--- SOURCE RECORDS ---

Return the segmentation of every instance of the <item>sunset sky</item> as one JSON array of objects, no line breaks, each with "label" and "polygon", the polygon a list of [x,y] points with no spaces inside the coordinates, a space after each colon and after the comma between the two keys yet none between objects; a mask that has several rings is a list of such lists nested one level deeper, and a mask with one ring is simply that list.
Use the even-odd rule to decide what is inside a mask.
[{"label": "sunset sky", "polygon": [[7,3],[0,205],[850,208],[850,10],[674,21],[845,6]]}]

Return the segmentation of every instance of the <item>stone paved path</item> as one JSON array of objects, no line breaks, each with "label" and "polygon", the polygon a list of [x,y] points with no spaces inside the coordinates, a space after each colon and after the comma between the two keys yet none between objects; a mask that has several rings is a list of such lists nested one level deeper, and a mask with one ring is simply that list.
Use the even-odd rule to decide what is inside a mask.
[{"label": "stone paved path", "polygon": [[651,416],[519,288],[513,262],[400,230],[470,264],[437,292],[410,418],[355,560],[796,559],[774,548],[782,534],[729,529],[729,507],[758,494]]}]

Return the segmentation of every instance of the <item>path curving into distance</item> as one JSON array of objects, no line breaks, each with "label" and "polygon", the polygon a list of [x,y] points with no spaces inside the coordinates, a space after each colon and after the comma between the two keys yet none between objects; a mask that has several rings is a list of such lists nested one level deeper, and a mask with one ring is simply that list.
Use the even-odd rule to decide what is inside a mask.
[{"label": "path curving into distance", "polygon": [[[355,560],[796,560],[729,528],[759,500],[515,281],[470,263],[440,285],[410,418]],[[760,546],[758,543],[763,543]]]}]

---

REQUEST
Reproduce the stretch from the line that contains "Return the segmentation of every instance of the <item>path" through the end of the items, both ends included, with every character unchanged.

RESPONSE TO THE TASK
Return the segmentation of every instance of the <item>path curving into distance</item> as one JSON array of objects, no line breaks, each with "label" and "polygon", the polygon a list of [x,y] points with no spaces inside the coordinates, a space after each colon and after the comma between the two keys yet none between objects; a mask that has several rings is a list of such lists nested one level deeper, and a mask with one ring is simply that list.
Use the even-odd rule to decide what is inside a mask.
[{"label": "path curving into distance", "polygon": [[[355,560],[796,560],[729,528],[759,500],[515,281],[470,263],[440,285],[410,418]],[[760,546],[758,543],[763,543]]]}]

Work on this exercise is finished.